_AÇÕES NECESSÁRIAS_.
#1 Reescreva a parte do texto sobre ESG que vai de "O termo ESG" até "jurídica e institucional.", trocando "transportadoras" por "empresas de transporte".
#2 Segundo o texto sobre ESG, em que ano surgiu esse termo?
#3 Liste as áreas em que, de acordo com o texto sobre ESG, o Pacto Global busca engajar empresas e organizações na adoção de princípios.

_TRECHO FORNECIDO_.

::::

O termo ESG surgiu em 2004, em um relatório feito pelo Pacto Global, braço da Organização das Nações Unidas (ONU) que tem o objetivo de engajar empresas e organizações na adoção de princípios nas áreas de direitos humanos, trabalho, meio ambiente e anticorrupção. Nesse documento, foi solicitado um esforço por parte da ONU para que organizações integrem os fatores sociais, ambientais e de gestão/governança. Nesse contexto, ESG se relaciona com os Objetivos do Desenvolvimento Sustentável (ODS) – agenda também da ONU – que convoca todas as nações para solucionar 17 desafios macroestratégicos até 2030.

Nesta reportagem especial, escutamos especialistas e representantes do setor de transporte e trazemos conteúdo com o objetivo de fomentar essa pauta nas transportadoras para a implantação de ações efetivas com segurança jurídica e institucional.

::::

_DADOS ARMAZENADOS_.
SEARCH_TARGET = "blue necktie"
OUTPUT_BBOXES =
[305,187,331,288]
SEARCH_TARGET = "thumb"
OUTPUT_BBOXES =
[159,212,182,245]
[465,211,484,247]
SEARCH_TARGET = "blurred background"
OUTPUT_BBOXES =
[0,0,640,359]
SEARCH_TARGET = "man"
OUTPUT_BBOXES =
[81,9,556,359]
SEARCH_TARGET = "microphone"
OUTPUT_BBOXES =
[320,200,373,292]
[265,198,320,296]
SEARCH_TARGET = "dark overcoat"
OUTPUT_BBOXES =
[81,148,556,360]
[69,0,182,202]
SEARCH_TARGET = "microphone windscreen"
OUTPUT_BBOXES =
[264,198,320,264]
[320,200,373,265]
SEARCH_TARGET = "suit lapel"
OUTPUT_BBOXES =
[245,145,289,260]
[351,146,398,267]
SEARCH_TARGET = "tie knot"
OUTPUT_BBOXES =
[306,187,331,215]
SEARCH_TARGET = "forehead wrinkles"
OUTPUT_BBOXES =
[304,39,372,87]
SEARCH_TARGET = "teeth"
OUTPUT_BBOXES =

::::

_RESULTADOS POR TAREFA_.
#1
O termo ESG surgiu em 2004, em um relatório feito pelo Pacto Global, braço da Organização das Nações Unidas (ONU) que tem o objetivo de engajar empresas e organizações na adoção de princípios nas áreas de direitos humanos, trabalho, meio ambiente e anticorrupção. Nesse documento, foi solicitado um esforço por parte da ONU para que organizações integrem os fatores sociais, ambientais e de gestão/governança. Nesse contexto, ESG se relaciona com os Objetivos do Desenvolvimento Sustentável (ODS) – agenda também da ONU – que convoca todas as nações para solucionar 17 desafios macroestratégicos até 2030.

Nesta reportagem especial, escutamos especialistas e representantes do setor de transporte e trazemos conteúdo com o objetivo de fomentar essa pauta nas empresas de transporte para a implantação de ações efetivas com segurança jurídica e institucional.

#2 O termo ESG surgiu em 2004.

#3
- Direitos humanos
- Trabalho
- Meio ambiente
- Anticorrupção